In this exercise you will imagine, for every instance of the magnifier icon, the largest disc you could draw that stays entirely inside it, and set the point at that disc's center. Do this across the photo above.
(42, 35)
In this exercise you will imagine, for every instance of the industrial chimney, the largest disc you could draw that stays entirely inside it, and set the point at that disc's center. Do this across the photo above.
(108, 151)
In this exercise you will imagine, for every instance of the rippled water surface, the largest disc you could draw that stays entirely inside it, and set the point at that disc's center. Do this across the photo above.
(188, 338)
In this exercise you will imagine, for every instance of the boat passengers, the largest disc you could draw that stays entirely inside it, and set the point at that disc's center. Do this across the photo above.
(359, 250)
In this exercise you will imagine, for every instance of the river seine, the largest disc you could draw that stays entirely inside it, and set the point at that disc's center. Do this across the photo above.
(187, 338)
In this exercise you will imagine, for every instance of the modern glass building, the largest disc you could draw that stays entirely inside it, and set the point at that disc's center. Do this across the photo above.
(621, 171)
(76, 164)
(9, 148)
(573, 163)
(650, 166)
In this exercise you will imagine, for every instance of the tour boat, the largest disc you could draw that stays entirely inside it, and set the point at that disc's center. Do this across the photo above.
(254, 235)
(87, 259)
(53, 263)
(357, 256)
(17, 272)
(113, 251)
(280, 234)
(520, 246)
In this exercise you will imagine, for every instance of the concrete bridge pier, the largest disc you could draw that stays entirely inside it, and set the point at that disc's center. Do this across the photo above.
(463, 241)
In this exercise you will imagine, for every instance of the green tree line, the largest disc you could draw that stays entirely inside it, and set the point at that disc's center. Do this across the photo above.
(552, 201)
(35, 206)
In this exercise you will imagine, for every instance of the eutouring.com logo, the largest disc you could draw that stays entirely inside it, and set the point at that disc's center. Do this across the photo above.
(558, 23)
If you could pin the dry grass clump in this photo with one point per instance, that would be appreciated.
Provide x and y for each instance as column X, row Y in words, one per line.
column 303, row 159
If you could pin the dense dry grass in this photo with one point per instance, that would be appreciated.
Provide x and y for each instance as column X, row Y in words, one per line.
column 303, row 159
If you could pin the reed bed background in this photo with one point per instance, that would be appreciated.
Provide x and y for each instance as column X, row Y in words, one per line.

WHAT IS EXPECTED: Copy down every row above word for word, in the same order.

CORRECT RESULT:
In this exercise you will imagine, for every instance of the magnifier icon, the largest disc you could draw that stays entirely inside it, and set the point at that disc's center. Do this across the photo above.
(42, 35)
In this exercise you will imagine, for every instance of the industrial chimney, the largest disc you could draw that stays entirely inside it, and set the point at that disc's center. Do this across the photo above.
(108, 151)
In this exercise you will imagine, for every instance of the rippled water surface, the largest disc you could draw that stays entirely inside it, and set the point at that disc's center. Do this across the photo above.
(188, 338)
In this exercise you will imagine, for every instance of the boat passengers, the largest disc you could draw that stays entirely inside it, and set the point at that disc's center. Do this across the photo above.
(359, 250)
In this exercise you will imagine, for every instance of the river seine, the largest disc you could draw that stays entirely inside it, and set the point at that disc's center. Do this across the photo above.
(187, 338)
In this exercise you will imagine, for every instance of the modern glass building, the largest disc you could draw that stays entirely inside it, and set the point at that disc's center. Do this across the photo above.
(621, 171)
(76, 164)
(9, 148)
(573, 163)
(650, 166)
In this exercise you will imagine, for every instance of the tour boat, the largest disc you could draw that stays entirely inside it, and set the point at that disc's center. Do this across the photo above.
(254, 235)
(87, 259)
(53, 263)
(357, 256)
(17, 272)
(113, 251)
(280, 234)
(520, 246)
In this exercise you will imagine, for every instance of the concrete bridge pier, the largest disc you could draw that stays entirely inside it, and set the point at that disc's center. Do this across the photo above.
(463, 241)
In this exercise you will imagine, for every instance of the green tree line, the largest disc you could draw that stays entirely inside it, and set the point at that disc's center. Do this across the photo above.
(552, 201)
(35, 206)
In this exercise you will imagine, for every instance of the eutouring.com logo, the largest disc you could draw that stays entirely inside it, and set the point at that disc's center. Do this across the photo above.
(558, 23)
If you could pin the dry grass clump in this photo with one point per instance, that would be appreciated.
Provide x and y for each instance as column X, row Y in words, one per line.
column 303, row 159
If you could pin the dense dry grass in this photo with one point per instance, that would be appreciated.
Provide x and y for each instance as column X, row Y in words, one per line.
column 303, row 159
If you could pin the reed bed background in this photo with one point per instance, that would be appreciated.
Provide x and y for each instance as column X, row Y in words, one per line.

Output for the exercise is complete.